→ Challenge
Rescale the material below, starting with the line that contains "Referring to the image provided, outline the asphalt" and going on through the line that contains "[0,0,300,51]". Copy every line in that span, multiply each bounding-box coordinate by 0.5, round it to a whole number with halves going up, and leave lines without coordinates unchanged.
──────────
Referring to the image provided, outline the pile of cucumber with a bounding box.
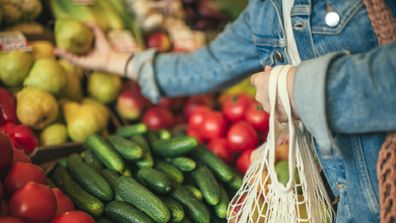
[50,123,242,223]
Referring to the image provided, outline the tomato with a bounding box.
[188,105,210,129]
[245,102,269,132]
[9,182,56,223]
[52,188,74,216]
[237,150,253,175]
[183,95,214,120]
[0,217,24,223]
[4,162,46,195]
[143,106,175,130]
[227,121,259,152]
[12,148,32,163]
[200,111,227,139]
[0,132,13,172]
[222,94,252,122]
[51,211,95,223]
[208,138,235,164]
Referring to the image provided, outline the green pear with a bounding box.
[23,58,67,95]
[16,87,58,129]
[40,123,68,146]
[0,51,33,87]
[88,72,121,103]
[55,18,94,55]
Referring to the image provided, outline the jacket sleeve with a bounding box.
[294,42,396,157]
[132,9,262,102]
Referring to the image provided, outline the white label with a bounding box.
[0,31,32,51]
[108,30,139,53]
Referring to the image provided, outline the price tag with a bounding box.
[0,31,32,51]
[108,30,139,53]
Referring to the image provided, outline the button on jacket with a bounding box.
[132,0,396,223]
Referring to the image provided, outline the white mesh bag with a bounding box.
[227,65,333,223]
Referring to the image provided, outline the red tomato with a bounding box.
[245,102,269,133]
[200,111,227,139]
[222,94,252,122]
[187,127,206,144]
[208,138,235,164]
[237,150,253,175]
[51,211,95,223]
[4,162,46,195]
[12,148,32,163]
[188,106,210,129]
[0,217,24,223]
[52,188,74,216]
[143,106,175,130]
[0,132,13,171]
[227,121,259,152]
[9,182,56,223]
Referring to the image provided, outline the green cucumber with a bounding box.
[170,184,210,223]
[85,134,125,173]
[109,135,144,161]
[191,165,221,205]
[162,197,185,223]
[53,167,104,217]
[116,176,171,223]
[192,144,233,183]
[67,154,113,201]
[155,160,184,183]
[105,201,155,223]
[171,157,197,172]
[151,136,198,158]
[115,123,147,138]
[138,168,172,194]
[131,135,154,168]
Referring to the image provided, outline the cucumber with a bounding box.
[116,176,171,223]
[151,136,198,158]
[191,165,221,205]
[85,134,125,173]
[109,135,144,161]
[185,185,202,201]
[115,123,147,138]
[67,154,113,201]
[53,166,104,217]
[170,184,210,223]
[131,135,154,168]
[82,150,103,172]
[213,188,230,219]
[171,157,197,172]
[162,197,185,223]
[192,144,233,183]
[138,168,172,194]
[155,160,184,183]
[105,201,155,223]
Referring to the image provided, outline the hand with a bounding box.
[55,23,129,74]
[250,66,298,122]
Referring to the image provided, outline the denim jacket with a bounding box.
[132,0,396,223]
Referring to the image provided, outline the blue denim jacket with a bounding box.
[132,0,396,223]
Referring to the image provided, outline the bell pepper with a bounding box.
[0,88,18,126]
[0,123,38,154]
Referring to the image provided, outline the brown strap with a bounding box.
[363,0,396,45]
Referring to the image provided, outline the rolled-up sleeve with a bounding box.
[133,6,262,102]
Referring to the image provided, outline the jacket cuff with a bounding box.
[132,49,161,103]
[293,52,345,159]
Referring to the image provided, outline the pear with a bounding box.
[58,59,83,101]
[55,18,94,55]
[23,58,67,95]
[0,51,33,87]
[88,72,121,103]
[16,87,58,129]
[40,123,68,146]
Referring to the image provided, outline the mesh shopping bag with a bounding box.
[227,65,333,223]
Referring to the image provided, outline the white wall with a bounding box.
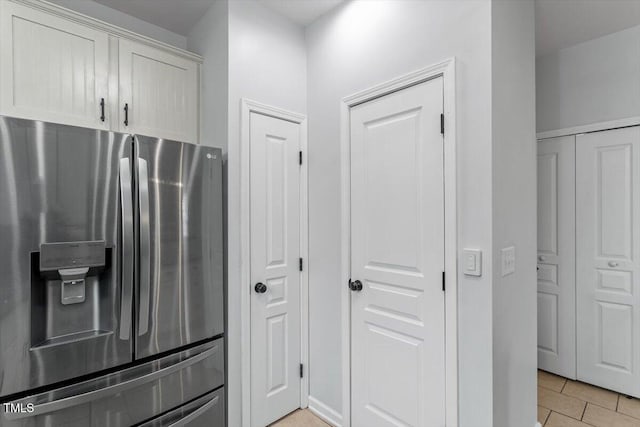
[187,1,229,151]
[536,26,640,132]
[306,0,496,427]
[227,0,307,426]
[47,0,187,49]
[491,0,537,427]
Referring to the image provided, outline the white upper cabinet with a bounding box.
[0,0,201,143]
[119,40,198,143]
[0,0,109,129]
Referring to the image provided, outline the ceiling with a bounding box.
[535,0,640,56]
[95,0,216,36]
[261,0,344,27]
[95,0,640,56]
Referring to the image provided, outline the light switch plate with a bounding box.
[462,249,482,276]
[501,246,516,276]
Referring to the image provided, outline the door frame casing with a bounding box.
[340,58,458,427]
[240,98,309,427]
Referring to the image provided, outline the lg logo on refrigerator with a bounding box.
[3,403,34,414]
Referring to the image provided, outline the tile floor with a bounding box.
[270,371,640,427]
[269,409,329,427]
[538,371,640,427]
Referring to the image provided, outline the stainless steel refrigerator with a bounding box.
[0,117,225,427]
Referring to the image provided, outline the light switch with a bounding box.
[501,246,516,276]
[462,249,482,276]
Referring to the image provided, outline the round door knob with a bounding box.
[349,280,362,292]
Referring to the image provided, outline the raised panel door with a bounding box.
[350,78,445,427]
[538,136,576,379]
[576,127,640,397]
[249,113,300,427]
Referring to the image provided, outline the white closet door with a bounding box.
[576,127,640,397]
[351,78,445,427]
[119,40,199,143]
[250,113,300,427]
[0,0,109,129]
[538,136,576,379]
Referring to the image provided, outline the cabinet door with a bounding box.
[538,136,576,379]
[0,1,109,129]
[119,40,198,143]
[576,127,640,397]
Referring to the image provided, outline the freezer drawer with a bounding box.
[1,338,224,427]
[140,388,225,427]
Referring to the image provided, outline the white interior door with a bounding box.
[576,127,640,397]
[351,78,445,427]
[538,135,576,379]
[250,113,300,427]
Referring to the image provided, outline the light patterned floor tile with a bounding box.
[538,406,551,426]
[544,412,591,427]
[582,403,640,427]
[538,387,585,420]
[618,396,640,419]
[270,409,329,427]
[538,371,567,391]
[562,380,618,411]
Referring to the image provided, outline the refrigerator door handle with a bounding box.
[138,158,151,336]
[119,158,134,340]
[4,345,220,420]
[168,396,220,427]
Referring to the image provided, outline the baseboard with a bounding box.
[309,396,342,427]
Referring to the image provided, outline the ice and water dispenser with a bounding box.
[31,241,114,348]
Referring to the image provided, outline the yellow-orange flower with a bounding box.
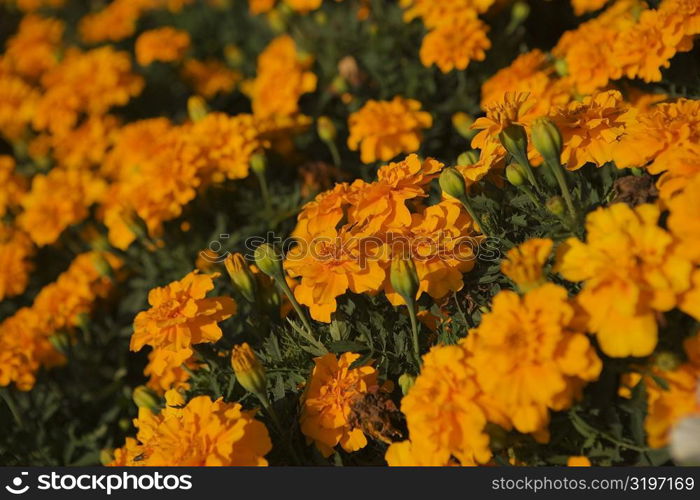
[17,168,105,246]
[251,35,317,118]
[554,90,628,170]
[501,238,554,293]
[110,390,272,467]
[301,352,377,457]
[135,26,190,66]
[386,345,493,466]
[468,283,602,440]
[182,59,242,99]
[129,271,236,375]
[348,96,433,163]
[420,17,491,73]
[556,203,691,357]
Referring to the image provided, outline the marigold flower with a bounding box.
[4,14,64,80]
[614,99,700,199]
[110,390,272,467]
[386,345,498,466]
[17,168,105,246]
[251,35,317,118]
[420,17,491,73]
[129,271,236,374]
[501,238,554,293]
[301,352,377,457]
[555,203,691,357]
[0,226,34,301]
[348,96,433,163]
[468,284,602,441]
[182,59,242,99]
[553,90,628,170]
[135,26,190,66]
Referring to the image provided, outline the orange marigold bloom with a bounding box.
[468,283,602,441]
[615,99,700,199]
[285,227,386,323]
[553,90,628,170]
[283,0,323,14]
[348,154,444,233]
[348,96,433,163]
[251,35,317,118]
[110,390,272,467]
[556,203,691,357]
[17,168,105,246]
[0,155,27,217]
[0,72,40,141]
[248,0,277,15]
[481,49,572,116]
[129,271,236,375]
[667,174,700,264]
[501,238,554,293]
[182,59,241,99]
[0,229,34,301]
[33,47,144,134]
[384,199,478,305]
[301,352,377,457]
[5,14,64,79]
[420,17,491,73]
[135,26,190,66]
[399,0,495,28]
[386,345,494,466]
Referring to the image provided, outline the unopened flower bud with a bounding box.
[532,116,562,165]
[250,152,267,175]
[439,167,467,200]
[545,196,566,215]
[452,111,477,140]
[187,95,209,122]
[399,373,416,396]
[389,256,420,305]
[654,351,681,371]
[316,116,338,142]
[131,385,161,413]
[506,163,527,186]
[457,149,479,166]
[231,342,267,399]
[224,253,256,302]
[498,123,527,162]
[254,243,284,279]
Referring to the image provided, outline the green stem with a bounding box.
[406,300,422,370]
[275,276,315,339]
[326,141,340,168]
[548,163,577,224]
[253,169,272,213]
[459,196,491,238]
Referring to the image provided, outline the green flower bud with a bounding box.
[457,149,479,166]
[224,253,257,302]
[532,117,562,165]
[506,163,527,186]
[399,373,416,396]
[254,243,284,280]
[131,385,161,413]
[231,342,267,400]
[187,95,209,122]
[545,196,566,215]
[498,123,527,163]
[440,167,467,200]
[316,116,338,142]
[389,256,420,306]
[250,152,267,175]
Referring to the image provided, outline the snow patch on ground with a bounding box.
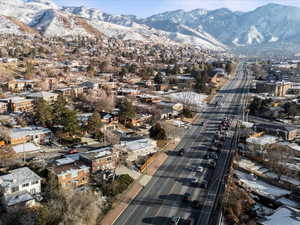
[263,207,300,225]
[236,171,290,199]
[167,92,208,107]
[247,26,264,45]
[269,36,279,42]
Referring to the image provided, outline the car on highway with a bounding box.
[192,200,201,209]
[169,216,181,225]
[208,159,217,169]
[191,177,198,185]
[182,192,191,202]
[177,148,185,156]
[68,148,78,155]
[196,166,204,173]
[209,152,219,160]
[200,180,208,189]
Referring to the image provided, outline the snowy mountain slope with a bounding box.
[0,0,225,51]
[0,16,37,35]
[63,6,226,50]
[0,0,59,24]
[30,9,101,36]
[140,4,300,47]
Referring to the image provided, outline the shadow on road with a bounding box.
[142,216,170,225]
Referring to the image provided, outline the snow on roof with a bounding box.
[262,207,300,225]
[236,171,290,199]
[81,147,112,160]
[12,143,40,153]
[242,121,254,128]
[28,91,58,98]
[5,191,33,206]
[168,92,208,105]
[55,157,76,166]
[0,167,42,187]
[280,142,300,152]
[247,135,277,145]
[121,138,156,151]
[9,126,51,138]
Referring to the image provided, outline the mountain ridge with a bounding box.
[0,0,300,54]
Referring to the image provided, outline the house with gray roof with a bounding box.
[0,167,42,207]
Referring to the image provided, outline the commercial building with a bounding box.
[79,147,119,173]
[256,81,293,97]
[49,158,90,189]
[0,167,42,207]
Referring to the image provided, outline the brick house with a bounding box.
[80,147,119,173]
[8,126,52,145]
[0,97,34,112]
[0,167,42,207]
[48,158,90,189]
[6,79,35,91]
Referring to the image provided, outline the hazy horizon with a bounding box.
[53,0,300,17]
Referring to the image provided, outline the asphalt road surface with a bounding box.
[114,65,252,225]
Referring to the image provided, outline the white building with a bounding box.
[117,138,157,161]
[246,135,278,153]
[0,167,42,207]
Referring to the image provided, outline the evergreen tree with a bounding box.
[119,98,136,125]
[35,99,53,127]
[87,112,103,134]
[149,123,167,140]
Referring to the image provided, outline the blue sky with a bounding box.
[53,0,300,17]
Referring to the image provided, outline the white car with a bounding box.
[191,177,198,184]
[196,166,204,173]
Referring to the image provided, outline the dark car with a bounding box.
[201,180,208,189]
[204,154,209,159]
[208,160,217,169]
[169,216,181,225]
[177,148,185,156]
[209,152,219,160]
[182,192,191,202]
[192,200,201,209]
[68,149,78,154]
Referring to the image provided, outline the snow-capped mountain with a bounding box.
[141,4,300,47]
[0,0,225,51]
[0,16,38,35]
[0,0,300,51]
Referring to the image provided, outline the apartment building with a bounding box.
[0,167,42,207]
[49,158,90,189]
[80,147,119,173]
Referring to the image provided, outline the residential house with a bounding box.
[48,158,90,189]
[246,135,278,154]
[255,123,300,141]
[116,138,157,161]
[0,97,34,113]
[0,167,42,207]
[54,86,84,97]
[79,147,119,173]
[8,126,52,145]
[256,81,293,97]
[6,79,35,91]
[117,88,140,96]
[27,91,58,103]
[80,81,100,91]
[0,102,7,114]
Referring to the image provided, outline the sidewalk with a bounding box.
[99,152,168,225]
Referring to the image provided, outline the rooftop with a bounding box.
[247,135,277,145]
[52,162,90,177]
[121,138,156,151]
[0,167,42,187]
[9,126,51,138]
[81,147,112,160]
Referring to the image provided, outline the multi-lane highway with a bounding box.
[114,65,249,225]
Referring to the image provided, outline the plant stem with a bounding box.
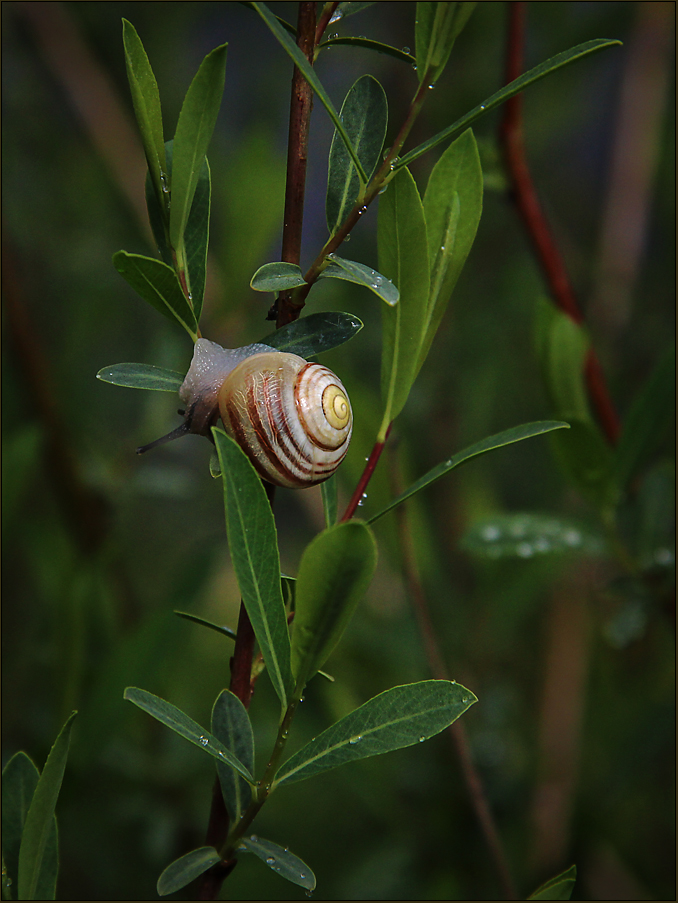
[339,423,393,524]
[391,446,518,900]
[499,0,620,445]
[272,2,316,329]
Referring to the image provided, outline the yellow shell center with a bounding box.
[323,385,351,430]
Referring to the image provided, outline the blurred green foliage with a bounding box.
──────────
→ Exercise response
Referring to the image provided, outline the asphalt road surface with a bounding box.
[57,33,126,113]
Referring to the image provided, outline the white building with a bounding box.
[59,69,79,81]
[123,68,139,77]
[0,84,21,104]
Referring to the image provided, outline the evergreen tree with a bounding box.
[60,49,68,63]
[18,50,27,64]
[44,56,52,67]
[75,62,84,70]
Referring to the image provided, outline the blue sky with a bounding box.
[27,0,150,9]
Referring to the image provided, outline the white car with a bounding box.
[96,89,99,92]
[98,83,102,87]
Referring to the image provided, outline the dark car with a bounding box.
[101,90,104,95]
[102,77,105,80]
[104,80,109,85]
[85,108,91,113]
[89,74,93,78]
[105,76,110,80]
[91,96,96,101]
[96,100,101,105]
[34,75,39,77]
Referring to the image provided, outline the snow-capped mountain with a bounding box.
[71,2,150,24]
[0,0,113,26]
[0,8,19,18]
[0,0,150,26]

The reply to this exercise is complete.